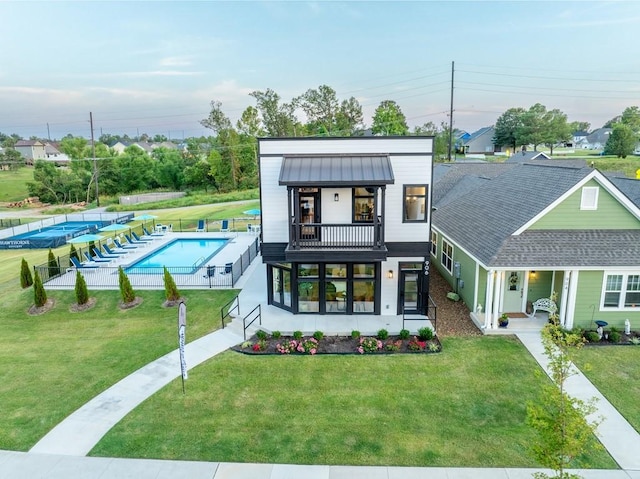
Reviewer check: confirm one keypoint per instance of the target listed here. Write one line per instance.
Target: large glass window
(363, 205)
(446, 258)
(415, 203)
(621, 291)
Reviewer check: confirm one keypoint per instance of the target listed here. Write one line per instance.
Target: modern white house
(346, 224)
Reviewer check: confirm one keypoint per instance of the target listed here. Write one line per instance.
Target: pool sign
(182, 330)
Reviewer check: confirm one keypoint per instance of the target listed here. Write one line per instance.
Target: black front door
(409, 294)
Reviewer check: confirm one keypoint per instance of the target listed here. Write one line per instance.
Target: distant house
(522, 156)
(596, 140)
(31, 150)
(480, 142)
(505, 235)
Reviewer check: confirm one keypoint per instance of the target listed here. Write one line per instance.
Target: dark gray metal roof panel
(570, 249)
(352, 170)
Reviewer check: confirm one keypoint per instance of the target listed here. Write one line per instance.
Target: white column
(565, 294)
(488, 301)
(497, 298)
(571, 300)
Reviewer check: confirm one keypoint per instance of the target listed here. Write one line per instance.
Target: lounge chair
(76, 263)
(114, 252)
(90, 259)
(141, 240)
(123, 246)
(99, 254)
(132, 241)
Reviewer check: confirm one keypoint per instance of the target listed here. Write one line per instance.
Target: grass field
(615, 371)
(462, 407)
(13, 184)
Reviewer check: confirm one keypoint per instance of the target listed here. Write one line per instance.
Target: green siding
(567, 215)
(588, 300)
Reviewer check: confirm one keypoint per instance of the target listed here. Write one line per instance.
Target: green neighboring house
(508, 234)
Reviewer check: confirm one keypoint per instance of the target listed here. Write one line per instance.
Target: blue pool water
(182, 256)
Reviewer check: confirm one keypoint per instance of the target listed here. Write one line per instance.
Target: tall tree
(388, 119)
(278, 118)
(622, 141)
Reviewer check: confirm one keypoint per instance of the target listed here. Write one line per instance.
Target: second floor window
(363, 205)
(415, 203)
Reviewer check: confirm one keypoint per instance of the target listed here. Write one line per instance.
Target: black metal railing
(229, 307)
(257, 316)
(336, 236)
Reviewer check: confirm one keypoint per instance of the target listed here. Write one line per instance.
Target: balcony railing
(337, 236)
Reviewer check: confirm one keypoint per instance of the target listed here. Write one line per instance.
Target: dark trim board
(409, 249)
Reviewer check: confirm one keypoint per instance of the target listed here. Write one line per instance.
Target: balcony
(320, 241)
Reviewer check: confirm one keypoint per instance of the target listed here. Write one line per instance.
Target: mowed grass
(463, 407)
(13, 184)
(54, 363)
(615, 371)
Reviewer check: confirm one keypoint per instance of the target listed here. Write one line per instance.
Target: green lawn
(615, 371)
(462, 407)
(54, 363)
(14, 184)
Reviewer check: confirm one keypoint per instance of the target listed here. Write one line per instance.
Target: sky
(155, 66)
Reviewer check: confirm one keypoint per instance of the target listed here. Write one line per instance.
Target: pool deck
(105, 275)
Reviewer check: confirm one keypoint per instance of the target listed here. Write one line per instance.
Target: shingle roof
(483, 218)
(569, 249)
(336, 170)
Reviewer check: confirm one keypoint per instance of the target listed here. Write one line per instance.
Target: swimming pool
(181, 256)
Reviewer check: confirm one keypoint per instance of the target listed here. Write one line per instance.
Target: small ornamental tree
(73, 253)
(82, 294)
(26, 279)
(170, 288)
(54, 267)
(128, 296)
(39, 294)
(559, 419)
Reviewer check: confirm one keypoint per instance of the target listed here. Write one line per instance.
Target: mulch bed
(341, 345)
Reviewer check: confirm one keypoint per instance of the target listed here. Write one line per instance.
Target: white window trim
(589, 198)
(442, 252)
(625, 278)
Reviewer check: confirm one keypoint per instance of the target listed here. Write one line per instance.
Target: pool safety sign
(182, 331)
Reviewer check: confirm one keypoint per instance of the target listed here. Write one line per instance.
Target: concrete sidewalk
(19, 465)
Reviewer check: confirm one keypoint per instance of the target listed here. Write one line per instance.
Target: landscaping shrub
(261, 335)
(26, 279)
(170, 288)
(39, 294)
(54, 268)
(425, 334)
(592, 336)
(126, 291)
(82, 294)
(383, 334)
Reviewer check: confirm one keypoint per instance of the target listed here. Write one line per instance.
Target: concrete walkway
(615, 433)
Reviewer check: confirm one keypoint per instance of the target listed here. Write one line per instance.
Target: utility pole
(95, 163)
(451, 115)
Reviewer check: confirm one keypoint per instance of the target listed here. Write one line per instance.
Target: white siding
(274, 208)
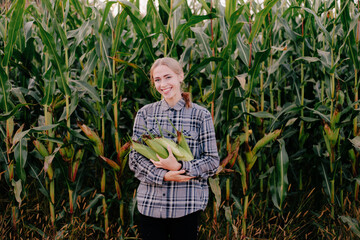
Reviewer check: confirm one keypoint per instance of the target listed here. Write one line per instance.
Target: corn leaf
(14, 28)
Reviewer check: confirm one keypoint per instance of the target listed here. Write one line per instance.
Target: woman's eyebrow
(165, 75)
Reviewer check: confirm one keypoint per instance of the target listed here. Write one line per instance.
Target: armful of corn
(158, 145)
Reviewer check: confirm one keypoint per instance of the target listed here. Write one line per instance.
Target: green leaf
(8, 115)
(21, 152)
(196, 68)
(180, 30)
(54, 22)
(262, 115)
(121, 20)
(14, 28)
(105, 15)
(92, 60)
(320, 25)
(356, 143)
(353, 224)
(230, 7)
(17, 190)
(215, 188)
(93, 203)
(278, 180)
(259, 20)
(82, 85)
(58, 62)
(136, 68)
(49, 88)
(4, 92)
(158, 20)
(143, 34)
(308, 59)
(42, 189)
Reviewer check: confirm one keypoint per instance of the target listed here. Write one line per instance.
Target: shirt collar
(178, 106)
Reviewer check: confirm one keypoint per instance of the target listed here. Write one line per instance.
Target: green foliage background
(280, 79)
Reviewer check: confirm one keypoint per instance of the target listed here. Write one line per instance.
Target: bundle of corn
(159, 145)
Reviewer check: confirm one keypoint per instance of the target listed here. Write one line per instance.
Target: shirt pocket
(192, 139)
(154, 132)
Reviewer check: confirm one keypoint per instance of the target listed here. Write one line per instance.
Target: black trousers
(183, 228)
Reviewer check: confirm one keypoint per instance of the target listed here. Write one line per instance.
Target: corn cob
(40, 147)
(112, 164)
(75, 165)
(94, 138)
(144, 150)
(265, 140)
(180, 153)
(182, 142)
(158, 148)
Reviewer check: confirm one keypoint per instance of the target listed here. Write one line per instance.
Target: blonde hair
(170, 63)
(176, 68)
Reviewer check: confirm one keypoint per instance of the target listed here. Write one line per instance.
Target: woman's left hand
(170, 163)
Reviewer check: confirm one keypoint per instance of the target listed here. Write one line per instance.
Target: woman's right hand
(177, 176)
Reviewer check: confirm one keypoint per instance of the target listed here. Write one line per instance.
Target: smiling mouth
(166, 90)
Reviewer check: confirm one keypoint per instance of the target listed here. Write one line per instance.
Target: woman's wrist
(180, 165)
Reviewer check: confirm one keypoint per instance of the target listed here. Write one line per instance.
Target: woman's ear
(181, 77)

PROMPT
Leave the pictures out and transcribe the remaining material exactly.

YOUR RESPONSE
Reviewer check: confirm one keypoint per instance of the target listed here. Write one line per instance.
Target: large glass window
(363, 205)
(446, 258)
(415, 203)
(621, 291)
Reviewer check: confirm one keypoint per instance of the target listed here. Write one line per instance.
Target: modern white house
(346, 224)
Reviewer check: confirm one keypoint per instance of the target listed here. Write one line per instance.
Target: pool sign
(182, 330)
Reviewer check: confirm one keypoint per instance of the target listed here. Write one line per instance.
Target: black front door
(409, 294)
Reviewer check: confirm one keypoint per instance of the target listed here. Write one line per instance.
Target: distant house
(522, 156)
(596, 140)
(31, 150)
(480, 142)
(505, 235)
Reviewer check: confirm one keypoint per instance of the target listed here. Write one line per instance.
Target: dark gray metal roof panel
(570, 249)
(352, 170)
Reviewer check: confirm one keypoint per instance of the target listed here. Write one line per instance.
Target: white column
(565, 294)
(488, 301)
(497, 298)
(571, 300)
Reviewer check: confirm one keypoint per instance of the target listed here. Write one line per instance.
Target: lounge chair
(76, 263)
(114, 252)
(90, 259)
(141, 240)
(123, 246)
(99, 254)
(132, 241)
Reviewer check: confirm one keypoint per instance of the target listed here. Write one line per instance.
Target: grass field
(615, 371)
(462, 407)
(13, 184)
Reviewer check: confirm one keypoint per instance of the target listed here. Write one line per instance.
Target: green siding
(567, 215)
(588, 300)
Reviewer check: confirm one keypoint per instance of the target listed here. Write one line per instance.
Target: green neighboring house
(508, 234)
Reviewer check: confirm one keypoint per instance of the target listed here. Write one line per instance.
Target: blue pool water
(182, 256)
Reviewer check: confirm one keypoint per instance of the target listed here. Write one line per instance.
Target: tall tree
(388, 119)
(278, 118)
(622, 141)
Reviewer check: confirm one keypoint per instance of the target listed here. Write one line per instance.
Target: second floor window
(363, 205)
(415, 203)
Reviewer check: confirm one keypoint per instance of the target listed here. Write one line per instance.
Target: black metal railing
(229, 307)
(257, 316)
(336, 236)
Reviewer check: confirm one keypoint per instance of the target listed here. Write one line per instance.
Target: balcony railing
(337, 236)
Reviewer check: confirm one keypoint per instance of the target listed here. Write one line per instance.
Target: dark trim board
(409, 249)
Reviewer check: confirm one keypoint per instance of the target listed here. Write one line per instance.
Target: balcony
(320, 241)
Reviewer check: confirm one keypoint per instance of the target listed here. Write one line per instance.
Target: mowed grass
(463, 407)
(13, 184)
(54, 363)
(615, 371)
Reviewer check: confirm one keypoint per instance of the target listed here. Write one line per instance.
Target: green lawn
(615, 371)
(462, 407)
(54, 363)
(14, 184)
Reviewer check: confirm one keypoint per instance of the target listed here. Write one line per instance.
Target: sky
(155, 66)
Reviewer check: confirm one keypoint per instance of the target listed here. Write one line per instance.
Target: pool deck
(105, 275)
Reviewer check: confirm one keypoint per instance of the target listed here. Write one line per instance.
Target: shingle roof
(483, 218)
(569, 249)
(336, 170)
Reviewer check: confirm one keypoint per instance of the target listed here. Write one line per instance.
Target: swimming pool
(181, 256)
Reviewer check: confirm one keypoint per instance of the target listed here. Write one line per instance.
Target: small ornamental tree
(73, 253)
(82, 294)
(26, 279)
(170, 288)
(54, 267)
(128, 296)
(39, 294)
(559, 419)
Reviewer check: confirm one keypoint per instance of the target listed here. Write one line per instance.
Target: mulch bed
(341, 345)
Reviewer check: confirm one keypoint per instance of the target listed here. Write one line per instance.
Target: white window trim
(589, 198)
(442, 252)
(625, 278)
Reviewer check: confirm one keypoint per instance of the target listed here. Write one line per instance.
Target: pool safety sign
(182, 331)
Reviewer check: confirm one keypoint per instance of the target listed here. Write one line per instance.
Target: concrete sidewalk
(19, 465)
Reviewer check: confirm one keypoint per instance of the target listed here. Write one line per instance.
Target: landscaping shrub
(261, 335)
(26, 279)
(170, 288)
(39, 294)
(54, 268)
(425, 334)
(592, 336)
(126, 291)
(82, 294)
(383, 334)
Reviewer check: confirm one keypoint per instance of the target listed here. Write one line per instance.
Target: concrete walkway
(615, 433)
Reviewer check: confirm one keypoint per instance of the target listed here. Write one line per instance.
Target: utility pole
(95, 163)
(451, 115)
Reviewer check: confirm one keypoint per instance of the target listed here. Write one line per instance.
Target: white siding
(274, 208)
Reviewer check: confirm one keypoint per instance of the target listed here. Write one line per instance.
Target: corn leaf
(14, 28)
Reviewer check: confirm one keypoint per instance of the target listed here. Write one line per instance.
Target: woman's eyebrow
(165, 75)
Reviewer check: confirm one keypoint per instance of the target listed here. Write one line per instance.
Target: armful of corn
(158, 145)
Reviewer check: confirm one keypoint per instance of the target listed here. Write one line per instance.
Target: green leaf
(8, 115)
(21, 152)
(196, 68)
(180, 30)
(54, 22)
(262, 115)
(121, 20)
(14, 28)
(105, 15)
(92, 60)
(320, 25)
(356, 143)
(353, 224)
(230, 7)
(17, 190)
(215, 188)
(93, 203)
(278, 180)
(259, 20)
(82, 85)
(58, 62)
(136, 68)
(49, 88)
(4, 92)
(158, 20)
(143, 34)
(308, 59)
(42, 189)
Reviewer check: confirm one keypoint per instance of the target listed here. Write one line per instance.
Target: shirt collar
(178, 106)
Reviewer check: confirm one keypoint per instance of the target listed here. Write one line per instance.
Target: green foliage background
(280, 79)
Reviewer check: confirm one keypoint per instance of the target listed here. Write one line per instance.
Target: bundle of corn
(159, 145)
Reviewer check: confirm one keypoint per instance of the target listed here. Write one line per instance.
Target: shirt pocket
(192, 139)
(154, 132)
Reviewer check: confirm one keypoint per instance of the target listed here. Write one line per instance.
Target: black trousers
(183, 228)
Reviewer check: confirm one keypoint per instance of the target listed here. Write one line per instance.
Target: corn cob
(40, 147)
(112, 164)
(75, 165)
(94, 138)
(144, 150)
(265, 140)
(180, 153)
(182, 142)
(158, 148)
Reviewer check: confirm one keypoint per instance of the target listed here. Write one line per instance.
Target: blonde hair
(170, 63)
(176, 68)
Reviewer check: confirm one keypoint per instance of the target listed here. Write one line per instance.
Target: woman's left hand
(170, 163)
Reviewer check: confirm one keypoint per instance of the target listed here. Write one line per instance.
Target: woman's right hand
(177, 176)
Reviewer check: confirm one keypoint per instance of the target listed here. Write one line per instance.
Target: smiling mouth
(166, 90)
Reviewer check: confirm one keypoint per instance of the target listed here. Write one line per instance.
Target: woman's wrist
(180, 165)
Reviewer check: confirm one keypoint per instance of the target listed here. Write one line per instance.
Target: woman's ear
(181, 77)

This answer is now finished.